* start *
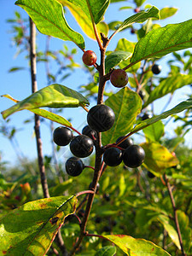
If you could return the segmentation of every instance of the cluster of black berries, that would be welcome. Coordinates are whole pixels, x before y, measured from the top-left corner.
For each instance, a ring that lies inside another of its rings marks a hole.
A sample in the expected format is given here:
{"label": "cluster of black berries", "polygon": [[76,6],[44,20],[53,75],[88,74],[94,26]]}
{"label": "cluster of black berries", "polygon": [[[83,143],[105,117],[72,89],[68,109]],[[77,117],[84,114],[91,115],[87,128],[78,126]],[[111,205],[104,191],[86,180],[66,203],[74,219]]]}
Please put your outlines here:
{"label": "cluster of black berries", "polygon": [[[119,137],[116,143],[123,137]],[[139,145],[133,144],[130,137],[118,144],[118,148],[108,148],[103,154],[103,160],[109,166],[117,166],[123,161],[127,167],[136,168],[142,165],[144,158],[144,149]]]}
{"label": "cluster of black berries", "polygon": [[[114,124],[115,114],[106,105],[98,104],[90,109],[87,114],[89,125],[84,127],[82,135],[73,137],[71,130],[67,127],[58,127],[54,131],[54,142],[59,146],[70,143],[70,150],[74,156],[66,162],[66,172],[71,176],[79,176],[84,165],[80,158],[91,154],[94,148],[94,141],[96,140],[97,132],[109,130]],[[117,139],[118,143],[123,137]],[[142,165],[145,152],[138,145],[133,145],[131,138],[126,138],[117,147],[109,148],[103,154],[104,162],[109,166],[116,166],[123,160],[128,167],[137,167]]]}
{"label": "cluster of black berries", "polygon": [[87,114],[89,125],[84,127],[82,135],[73,137],[71,130],[67,127],[57,127],[54,131],[54,142],[59,146],[70,143],[70,150],[74,155],[66,162],[66,172],[71,176],[79,176],[84,165],[80,158],[91,154],[94,148],[94,140],[96,139],[96,131],[102,132],[109,130],[114,123],[113,111],[108,106],[100,104],[90,109]]}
* end *
- [TASK DETAILS] How many lines in the rows above contain the word "here"? Reply with the number alone.

- [TASK RESPONSE] 2